▸ **EXERCISE AIM**
Each line of the data should be repeated precisely.

══ DATA RECORDS

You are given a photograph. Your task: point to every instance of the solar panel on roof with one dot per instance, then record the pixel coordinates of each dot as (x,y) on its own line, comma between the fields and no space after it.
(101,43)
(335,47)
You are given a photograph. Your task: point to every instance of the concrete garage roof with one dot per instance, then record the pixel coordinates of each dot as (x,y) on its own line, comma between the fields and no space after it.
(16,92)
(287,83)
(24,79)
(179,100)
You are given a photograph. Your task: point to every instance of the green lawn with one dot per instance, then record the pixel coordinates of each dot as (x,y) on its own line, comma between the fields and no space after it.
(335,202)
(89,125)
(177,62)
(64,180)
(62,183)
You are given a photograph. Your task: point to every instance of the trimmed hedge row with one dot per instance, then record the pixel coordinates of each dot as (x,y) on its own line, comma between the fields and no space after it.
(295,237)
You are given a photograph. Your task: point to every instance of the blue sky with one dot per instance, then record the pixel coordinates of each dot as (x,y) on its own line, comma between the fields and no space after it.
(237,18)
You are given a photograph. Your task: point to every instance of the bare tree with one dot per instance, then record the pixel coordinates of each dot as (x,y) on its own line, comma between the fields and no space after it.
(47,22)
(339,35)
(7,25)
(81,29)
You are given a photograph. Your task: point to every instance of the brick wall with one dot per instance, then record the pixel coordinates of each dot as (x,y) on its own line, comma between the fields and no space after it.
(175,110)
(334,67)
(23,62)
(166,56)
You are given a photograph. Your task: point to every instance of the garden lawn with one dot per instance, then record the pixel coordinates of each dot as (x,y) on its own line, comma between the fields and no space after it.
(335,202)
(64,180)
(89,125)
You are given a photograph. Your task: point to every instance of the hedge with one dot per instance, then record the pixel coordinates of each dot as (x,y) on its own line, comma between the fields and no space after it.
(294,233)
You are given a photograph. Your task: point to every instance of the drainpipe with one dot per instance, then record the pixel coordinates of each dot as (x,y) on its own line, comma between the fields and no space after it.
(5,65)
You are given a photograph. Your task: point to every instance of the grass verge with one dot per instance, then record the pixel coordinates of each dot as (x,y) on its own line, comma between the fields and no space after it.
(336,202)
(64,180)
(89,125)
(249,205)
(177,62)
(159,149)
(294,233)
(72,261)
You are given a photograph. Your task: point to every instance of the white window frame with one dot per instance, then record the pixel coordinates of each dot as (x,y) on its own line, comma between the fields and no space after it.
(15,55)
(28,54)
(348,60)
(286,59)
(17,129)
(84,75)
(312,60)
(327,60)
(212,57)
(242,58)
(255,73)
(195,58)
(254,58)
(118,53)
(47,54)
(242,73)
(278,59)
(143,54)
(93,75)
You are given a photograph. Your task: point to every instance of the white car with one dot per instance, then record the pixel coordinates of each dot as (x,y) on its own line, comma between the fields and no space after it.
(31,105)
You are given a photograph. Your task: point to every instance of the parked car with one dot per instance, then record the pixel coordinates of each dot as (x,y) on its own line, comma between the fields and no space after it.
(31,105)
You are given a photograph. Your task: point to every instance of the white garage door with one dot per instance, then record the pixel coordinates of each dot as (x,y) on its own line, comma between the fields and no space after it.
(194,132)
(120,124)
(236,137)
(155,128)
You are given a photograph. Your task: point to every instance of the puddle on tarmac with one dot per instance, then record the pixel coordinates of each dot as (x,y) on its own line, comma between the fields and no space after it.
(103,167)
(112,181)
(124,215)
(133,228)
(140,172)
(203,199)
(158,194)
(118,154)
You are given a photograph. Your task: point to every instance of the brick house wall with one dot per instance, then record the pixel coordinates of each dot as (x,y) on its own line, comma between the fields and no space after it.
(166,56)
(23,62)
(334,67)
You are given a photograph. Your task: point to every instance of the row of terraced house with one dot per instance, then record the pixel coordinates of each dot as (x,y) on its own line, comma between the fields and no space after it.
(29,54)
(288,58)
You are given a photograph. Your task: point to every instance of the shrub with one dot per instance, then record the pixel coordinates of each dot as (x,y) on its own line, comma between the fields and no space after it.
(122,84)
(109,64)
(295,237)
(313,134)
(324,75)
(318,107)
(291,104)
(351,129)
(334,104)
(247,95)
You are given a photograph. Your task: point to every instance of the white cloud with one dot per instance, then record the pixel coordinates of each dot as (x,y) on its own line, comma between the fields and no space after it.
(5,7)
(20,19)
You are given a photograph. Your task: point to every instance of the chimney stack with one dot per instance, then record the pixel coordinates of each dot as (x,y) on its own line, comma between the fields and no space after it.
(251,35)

════

▸ **ANSWER TO THIS EXERCISE**
You are given a photograph. Your task: point to every instance of the solar panel on roof with one dot per instance, then record the pixel coordinates of each dot as (x,y) on its own line, comma between the fields and no space after it.
(101,43)
(335,47)
You are given a photograph. Your task: point to every instance of the concrete garage roof with one dot per instance, then record the pixel coordinates of each dot as (x,y) on its own line, comma between the fields and no space after it.
(16,92)
(287,83)
(24,79)
(179,100)
You are given a photograph. Your task: point to every instance of the green lawn with one dot per instance, then record the pixel coordinates of each dot as (x,y) on its own line, comma between the fields and no space after it.
(335,202)
(89,125)
(177,62)
(64,180)
(62,183)
You are given a photograph. Your task: point to every instance of the trimmed hedge row with one dot per instance, then record the pixel coordinates of each dot as (x,y) on its own line, comma between the fields and no space after it.
(295,237)
You are given a photograph. Your task: point to every instance of the blue sky with one dot per instance, then record the pixel coordinates of each dot as (x,y) on its own line, comma between the fields and no space after it.
(237,18)
You are given a photograph. Your task: point to every instance of the bare tree with one dot per instance, then record the pixel coordinates of each dot as (x,y) on its own line, comma between the fields and no space after it.
(47,22)
(339,35)
(7,25)
(81,29)
You are given a photograph. Your task: point to every instance of the brick wall with one dot per instance, then record the pixel coordinates of each dot as (x,y) on its own line, comma between the fields and no space after it.
(175,110)
(334,67)
(23,62)
(166,56)
You are given a photograph. Your task: point to every instance of the garden lawn with one dot per instance, then record the pixel coordinates of each dot as (x,y) on its own line, comma between the fields and no space after it.
(335,202)
(64,180)
(89,125)
You are given a photograph. Your task: point to every instance of the hedge with one dot per instance, then record the pixel coordinates of each dot as (x,y) on its own line, comma between the fields and no space after it.
(294,233)
You are given a photograph. Your task: point to every instance of the drainpipe with one dot per instance, then record the pixel coordinates of each dot as (x,y) on its own line, comma between the fields and no space after it.
(5,65)
You are given a photograph. Your task: point to every instance of the grass verge with one dot per instance, then record the pixel coordinates of each dot as (x,y) on its own line, comma between the fields and no space after it.
(336,202)
(64,180)
(89,125)
(249,205)
(177,62)
(159,149)
(294,233)
(72,261)
You are given a photograph. Your task: point to every instance of the white window frame with one dot per instance, then record the pixel coordinates of each dot as (x,y) on its own line, comma between the fields and no space after it.
(15,55)
(28,54)
(348,60)
(286,59)
(17,129)
(84,75)
(312,60)
(327,60)
(212,57)
(242,58)
(255,73)
(195,58)
(254,58)
(118,53)
(47,54)
(242,73)
(278,59)
(143,54)
(93,75)
You are given a photograph. Your task: point to every instance of the white car with one dot per instance, then record the pixel coordinates of each dot as (x,y) on its own line, comma between the fields and no space after it.
(31,105)
You are given a photograph. Your task: point to every instance of the parked car with one dot per instance, then record the pixel coordinates of each dot as (x,y) on its own line, comma between the fields and no space after it.
(31,105)
You are given a photograph. Your task: point to every instance of the white garage door with one dot per instance, then record the pixel coordinates of each dot as (x,y) on its own line, comma between the fields and no space after it.
(194,132)
(120,124)
(236,137)
(155,128)
You are given a photograph. Your task: point to every instance of the puddle on tarmac with one dot per instance, then record the pixel coordinates of each dot as (x,y) on its own line, comma between the fields and no space after it.
(103,167)
(112,181)
(124,215)
(133,228)
(140,172)
(203,199)
(158,194)
(118,154)
You are given a photograph. Your task: point to every instance of the brick house wall with one dot per instance, then record the pixel coordinates of each dot as (x,y) on its own line, comma between the fields and no space after it.
(166,56)
(23,62)
(334,67)
You are given a photograph. Your task: point to every instance of the row of terraced house with one dot per instance, then record the pixel coordinates of each dot as (x,y) on its own line, comma between the fields and no space after it.
(29,54)
(288,58)
You are given a photograph. Your task: point to every instance of the shrub with one dot per instance, then record the pixel coordinates of each dot as (x,y) on its own line, comma between the fields and no space after it.
(122,84)
(109,64)
(295,237)
(313,134)
(324,75)
(318,107)
(291,104)
(351,129)
(334,104)
(247,95)
You are given a photograph. Your task: point to every instance of the white cloud with one dot per instance, then record the pixel coordinates of each dot as (x,y) on its own line, comma between the fields and no space after it.
(5,7)
(20,19)
You are given a photograph. Your task: point to every instance of the chimney stack with one dot per instance, then record the pixel coordinates of each dot as (x,y) on its own line, comma between the fields and no space after it.
(251,35)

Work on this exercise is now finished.